**Excerpt**
+ + + +

The Château d'Entrechaux is a ruined castle in the commune of Entrechaux in the Vaucluse département of France.

The castle stands on a rocky peak above the village and is undergoing restoration. From the site, there is a good view of the village and of the surrounding area, extending to the castles at Crestet and Beaumont-du-Ventoux. Entrechaux, the Château de Crestet and the Château de Beaumont-du-Ventoux formed an effective lookout network.

Mainly dating from the 10th or 11th centuries, the Château d'Entrechaux is actually two castles. Begun around 900, the Petit Château (Little Castle), with its fortified chapel dedicated to St Quenin and a cistern dug into the rock, was built by the Bishops of Vaison. During a long period of dispute with the Counts of Toulouse, this castle was shared with the village lord. The latter constructed the Grand Château (Big Castle), below the first, with a square keep more than 20 metres high, a chapel dedicated to St Laurent and several other buildings, surrounded by ramparts. A gatehouse with a bretèche served both castles. The joint ownership lasted for about 450 years from c.1230.

A band of outlaws pillaged and began the destruction of the castle on 9 September 1792. The sale of stones by the municipality and vandalism by inhabitants led to its ruin. The castle was treated as a quarry.

The castle is private property. Visits are possible during the summer.

+ + + +

**Input data**
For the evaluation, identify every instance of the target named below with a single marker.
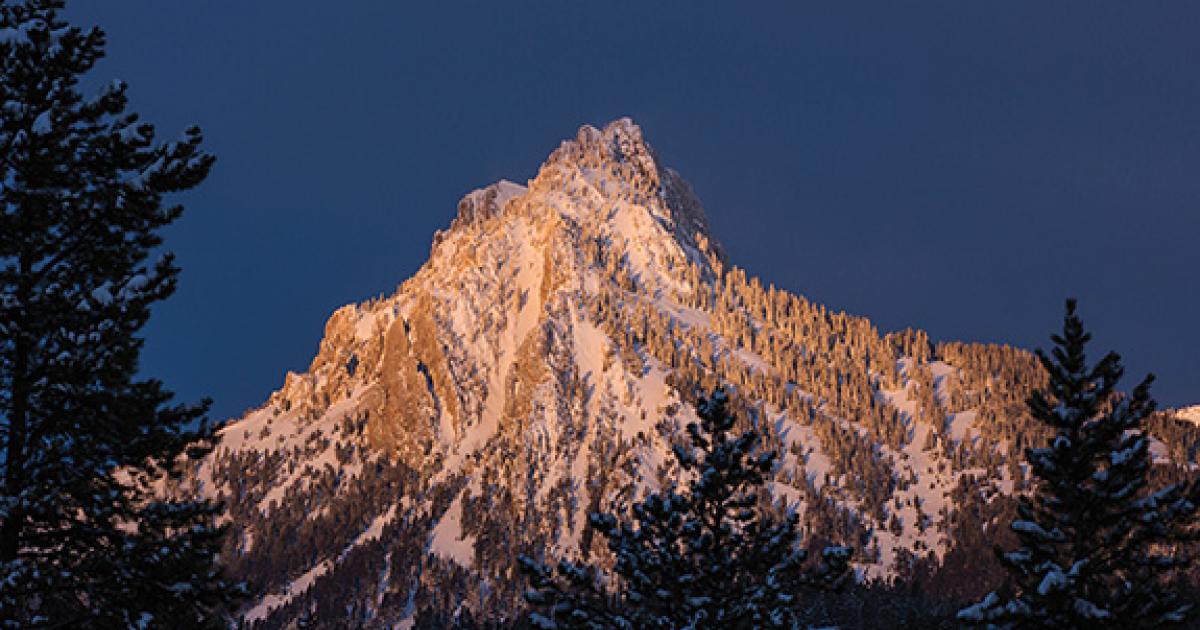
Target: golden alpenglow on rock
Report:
(541, 365)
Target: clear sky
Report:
(955, 166)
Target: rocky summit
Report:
(541, 365)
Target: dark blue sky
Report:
(959, 167)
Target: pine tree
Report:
(1097, 546)
(84, 539)
(709, 557)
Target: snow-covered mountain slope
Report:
(540, 365)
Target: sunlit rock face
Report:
(541, 364)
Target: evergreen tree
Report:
(709, 557)
(85, 541)
(1097, 546)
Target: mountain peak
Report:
(601, 177)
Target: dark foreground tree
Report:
(1098, 549)
(84, 540)
(709, 557)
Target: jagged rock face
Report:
(540, 365)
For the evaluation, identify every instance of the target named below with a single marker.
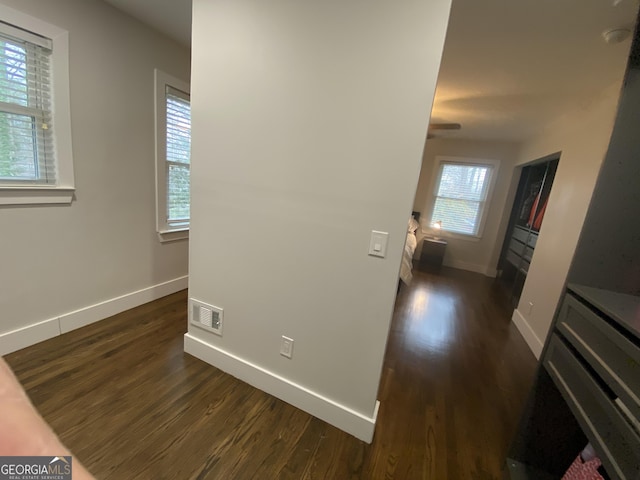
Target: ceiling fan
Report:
(433, 127)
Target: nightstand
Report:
(432, 253)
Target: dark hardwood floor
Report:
(130, 404)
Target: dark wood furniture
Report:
(587, 387)
(526, 218)
(432, 254)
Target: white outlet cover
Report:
(286, 347)
(205, 316)
(378, 244)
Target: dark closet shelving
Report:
(525, 221)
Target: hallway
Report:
(456, 375)
(123, 396)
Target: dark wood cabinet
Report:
(432, 254)
(525, 221)
(587, 386)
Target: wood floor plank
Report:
(130, 404)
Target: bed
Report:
(409, 248)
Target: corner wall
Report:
(309, 120)
(582, 137)
(101, 254)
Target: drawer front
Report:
(533, 239)
(516, 246)
(611, 354)
(520, 234)
(528, 254)
(513, 259)
(603, 423)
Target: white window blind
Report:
(178, 157)
(460, 196)
(26, 136)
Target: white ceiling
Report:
(509, 66)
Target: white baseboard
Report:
(93, 313)
(340, 416)
(471, 267)
(38, 332)
(29, 335)
(535, 344)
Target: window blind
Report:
(460, 197)
(178, 157)
(26, 136)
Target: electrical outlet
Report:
(286, 347)
(208, 317)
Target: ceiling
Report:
(509, 66)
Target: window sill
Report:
(36, 195)
(451, 236)
(167, 236)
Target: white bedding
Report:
(407, 258)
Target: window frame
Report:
(62, 190)
(162, 80)
(494, 166)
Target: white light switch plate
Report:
(378, 244)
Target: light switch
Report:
(378, 244)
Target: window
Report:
(36, 163)
(26, 143)
(460, 195)
(173, 156)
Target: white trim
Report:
(471, 267)
(29, 335)
(35, 195)
(535, 344)
(161, 81)
(93, 313)
(38, 332)
(173, 235)
(340, 416)
(62, 191)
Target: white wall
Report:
(583, 138)
(309, 120)
(57, 259)
(473, 254)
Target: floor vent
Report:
(206, 316)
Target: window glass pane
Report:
(459, 216)
(18, 151)
(13, 73)
(466, 182)
(178, 200)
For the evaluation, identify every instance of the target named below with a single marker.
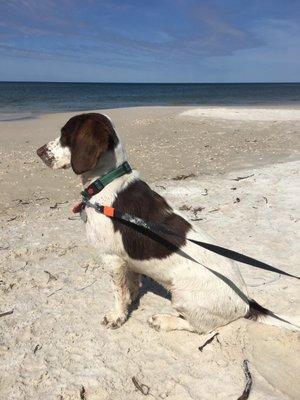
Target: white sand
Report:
(244, 114)
(53, 344)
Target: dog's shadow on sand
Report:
(148, 285)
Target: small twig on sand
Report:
(37, 347)
(82, 393)
(90, 284)
(50, 276)
(248, 386)
(239, 178)
(183, 177)
(12, 218)
(6, 313)
(54, 292)
(144, 389)
(208, 341)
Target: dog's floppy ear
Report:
(87, 146)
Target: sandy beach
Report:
(235, 173)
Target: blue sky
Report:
(150, 41)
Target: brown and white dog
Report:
(203, 302)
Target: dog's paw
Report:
(113, 320)
(158, 322)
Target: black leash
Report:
(154, 231)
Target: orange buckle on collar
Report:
(109, 211)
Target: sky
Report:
(150, 41)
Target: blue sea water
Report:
(29, 99)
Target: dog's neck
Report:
(107, 162)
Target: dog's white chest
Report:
(100, 233)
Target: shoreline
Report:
(235, 179)
(32, 115)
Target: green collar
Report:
(100, 183)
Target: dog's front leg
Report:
(122, 292)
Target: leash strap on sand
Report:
(149, 229)
(162, 229)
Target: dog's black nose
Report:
(42, 151)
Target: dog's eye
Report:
(63, 140)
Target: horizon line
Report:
(153, 83)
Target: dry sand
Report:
(53, 347)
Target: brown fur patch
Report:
(140, 200)
(88, 136)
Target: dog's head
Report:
(83, 140)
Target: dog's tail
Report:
(262, 314)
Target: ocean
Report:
(29, 99)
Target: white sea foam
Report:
(244, 113)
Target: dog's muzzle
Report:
(44, 153)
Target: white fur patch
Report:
(61, 155)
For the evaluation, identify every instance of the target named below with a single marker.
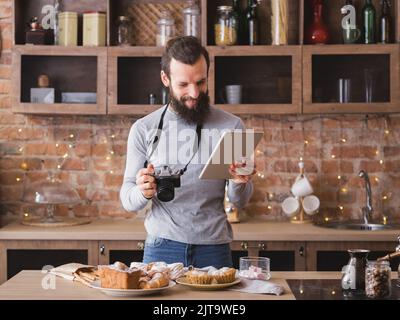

+ + + +

Please say whether each statement agrees with the text on the Château d'Entrechaux, answering yes or no and quoting the words of the text that decide it. 1. The Petit Château was built by the Bishops of Vaison. 2. The keep of the Grand Château is less than 20 metres high. 3. Visits to the castle are possible all year round. The rows are separate material with no connection to the text on the Château d'Entrechaux.

**Solution to the problem**
1. Yes: "was built by the Bishops of Vaison"
2. No: "with a square keep more than 20 metres high"
3. No: "Visits are possible during the summer."